- _Stated exercise_:
How many of the lines below contain the string "building", counting only matches with the same case? Reply with the number alone.

::::

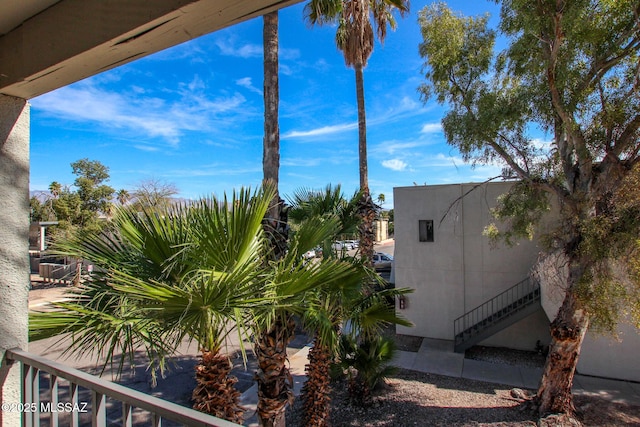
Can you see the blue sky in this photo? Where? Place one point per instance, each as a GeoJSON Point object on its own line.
{"type": "Point", "coordinates": [192, 115]}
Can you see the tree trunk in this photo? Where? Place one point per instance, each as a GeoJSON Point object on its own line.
{"type": "Point", "coordinates": [215, 392]}
{"type": "Point", "coordinates": [317, 388]}
{"type": "Point", "coordinates": [275, 383]}
{"type": "Point", "coordinates": [366, 207]}
{"type": "Point", "coordinates": [567, 333]}
{"type": "Point", "coordinates": [274, 226]}
{"type": "Point", "coordinates": [362, 129]}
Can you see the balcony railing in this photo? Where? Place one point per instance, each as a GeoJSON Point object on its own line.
{"type": "Point", "coordinates": [65, 401]}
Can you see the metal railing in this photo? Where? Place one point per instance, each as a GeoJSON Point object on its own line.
{"type": "Point", "coordinates": [514, 299]}
{"type": "Point", "coordinates": [93, 411]}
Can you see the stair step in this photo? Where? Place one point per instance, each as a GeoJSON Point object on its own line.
{"type": "Point", "coordinates": [504, 316]}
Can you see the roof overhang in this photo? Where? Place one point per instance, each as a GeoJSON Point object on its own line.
{"type": "Point", "coordinates": [48, 44]}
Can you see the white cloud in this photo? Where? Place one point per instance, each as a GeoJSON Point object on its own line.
{"type": "Point", "coordinates": [325, 130]}
{"type": "Point", "coordinates": [394, 164]}
{"type": "Point", "coordinates": [248, 84]}
{"type": "Point", "coordinates": [227, 48]}
{"type": "Point", "coordinates": [431, 128]}
{"type": "Point", "coordinates": [137, 112]}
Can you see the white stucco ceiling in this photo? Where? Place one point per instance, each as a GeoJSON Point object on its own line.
{"type": "Point", "coordinates": [47, 44]}
{"type": "Point", "coordinates": [15, 12]}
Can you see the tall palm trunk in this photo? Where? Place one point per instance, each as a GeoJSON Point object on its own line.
{"type": "Point", "coordinates": [317, 389]}
{"type": "Point", "coordinates": [275, 383]}
{"type": "Point", "coordinates": [215, 393]}
{"type": "Point", "coordinates": [276, 230]}
{"type": "Point", "coordinates": [567, 333]}
{"type": "Point", "coordinates": [366, 208]}
{"type": "Point", "coordinates": [271, 142]}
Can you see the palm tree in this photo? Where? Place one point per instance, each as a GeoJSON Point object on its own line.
{"type": "Point", "coordinates": [189, 272]}
{"type": "Point", "coordinates": [306, 203]}
{"type": "Point", "coordinates": [331, 304]}
{"type": "Point", "coordinates": [291, 279]}
{"type": "Point", "coordinates": [355, 38]}
{"type": "Point", "coordinates": [271, 142]}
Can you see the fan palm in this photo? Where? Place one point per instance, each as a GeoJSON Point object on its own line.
{"type": "Point", "coordinates": [355, 38]}
{"type": "Point", "coordinates": [331, 305]}
{"type": "Point", "coordinates": [190, 272]}
{"type": "Point", "coordinates": [308, 203]}
{"type": "Point", "coordinates": [291, 280]}
{"type": "Point", "coordinates": [329, 308]}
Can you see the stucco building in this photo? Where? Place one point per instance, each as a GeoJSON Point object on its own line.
{"type": "Point", "coordinates": [441, 252]}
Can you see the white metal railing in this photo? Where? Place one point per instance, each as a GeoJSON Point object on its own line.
{"type": "Point", "coordinates": [34, 410]}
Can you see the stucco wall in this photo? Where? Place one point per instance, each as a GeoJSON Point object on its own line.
{"type": "Point", "coordinates": [14, 251]}
{"type": "Point", "coordinates": [459, 270]}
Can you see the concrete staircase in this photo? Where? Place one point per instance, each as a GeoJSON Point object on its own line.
{"type": "Point", "coordinates": [498, 313]}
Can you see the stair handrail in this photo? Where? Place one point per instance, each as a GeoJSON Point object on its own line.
{"type": "Point", "coordinates": [489, 308]}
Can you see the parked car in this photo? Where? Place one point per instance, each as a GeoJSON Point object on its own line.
{"type": "Point", "coordinates": [382, 261]}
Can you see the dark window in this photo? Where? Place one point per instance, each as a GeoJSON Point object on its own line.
{"type": "Point", "coordinates": [425, 230]}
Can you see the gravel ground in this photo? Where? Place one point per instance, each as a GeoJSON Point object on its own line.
{"type": "Point", "coordinates": [418, 399]}
{"type": "Point", "coordinates": [411, 398]}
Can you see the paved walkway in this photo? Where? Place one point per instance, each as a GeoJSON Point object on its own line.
{"type": "Point", "coordinates": [438, 357]}
{"type": "Point", "coordinates": [434, 356]}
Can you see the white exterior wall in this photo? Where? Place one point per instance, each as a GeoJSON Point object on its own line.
{"type": "Point", "coordinates": [459, 270]}
{"type": "Point", "coordinates": [14, 252]}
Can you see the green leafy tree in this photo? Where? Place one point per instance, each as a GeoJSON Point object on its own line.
{"type": "Point", "coordinates": [359, 21]}
{"type": "Point", "coordinates": [154, 194]}
{"type": "Point", "coordinates": [95, 196]}
{"type": "Point", "coordinates": [123, 196]}
{"type": "Point", "coordinates": [570, 68]}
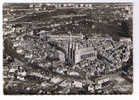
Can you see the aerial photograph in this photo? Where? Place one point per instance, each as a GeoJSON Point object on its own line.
{"type": "Point", "coordinates": [67, 48]}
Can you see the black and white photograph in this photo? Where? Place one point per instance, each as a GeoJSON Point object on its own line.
{"type": "Point", "coordinates": [68, 48]}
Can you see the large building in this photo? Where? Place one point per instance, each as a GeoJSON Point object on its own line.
{"type": "Point", "coordinates": [76, 55]}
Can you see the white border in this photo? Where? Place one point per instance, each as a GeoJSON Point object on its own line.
{"type": "Point", "coordinates": [135, 49]}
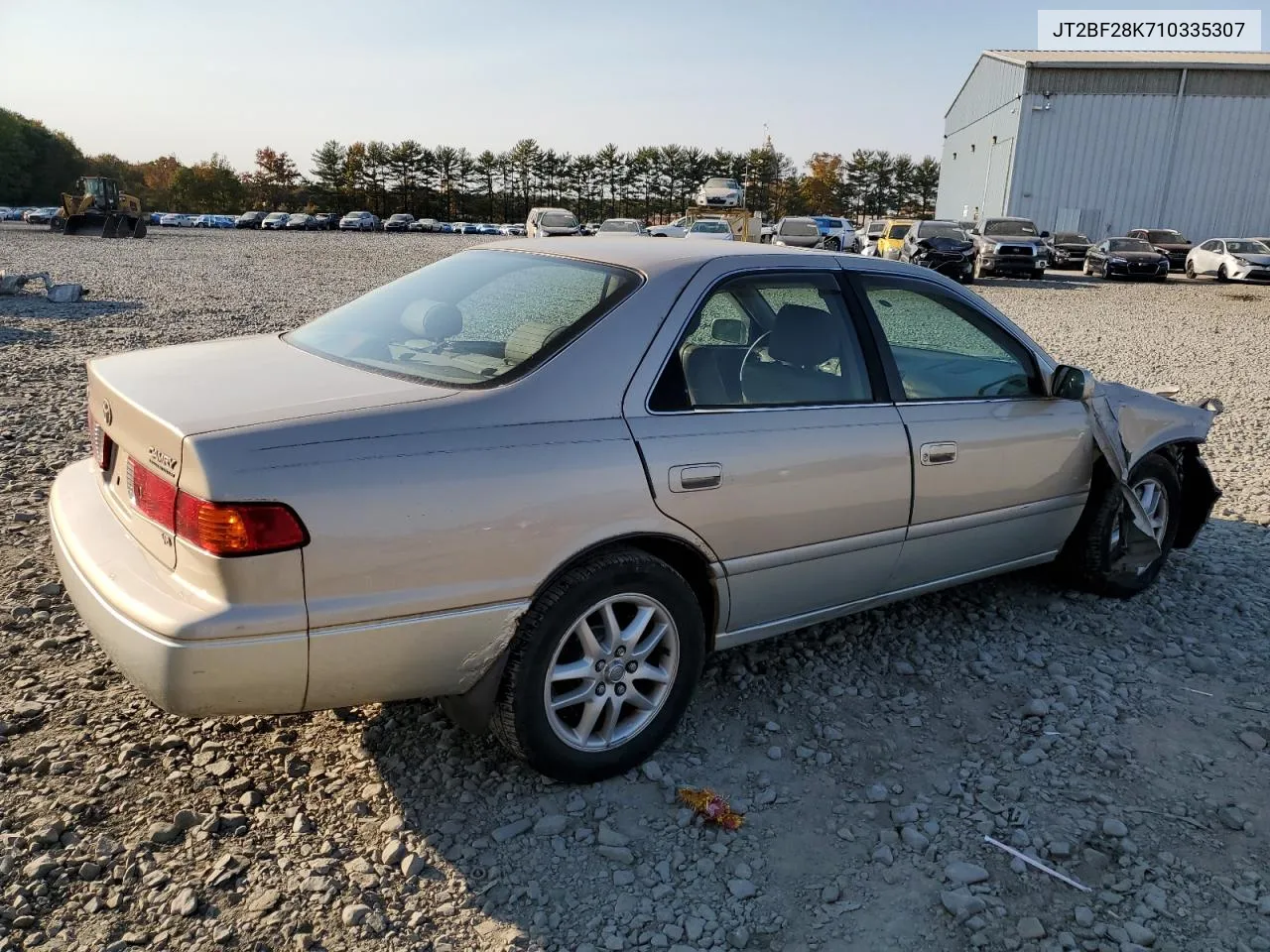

::::

- _Right answer_:
2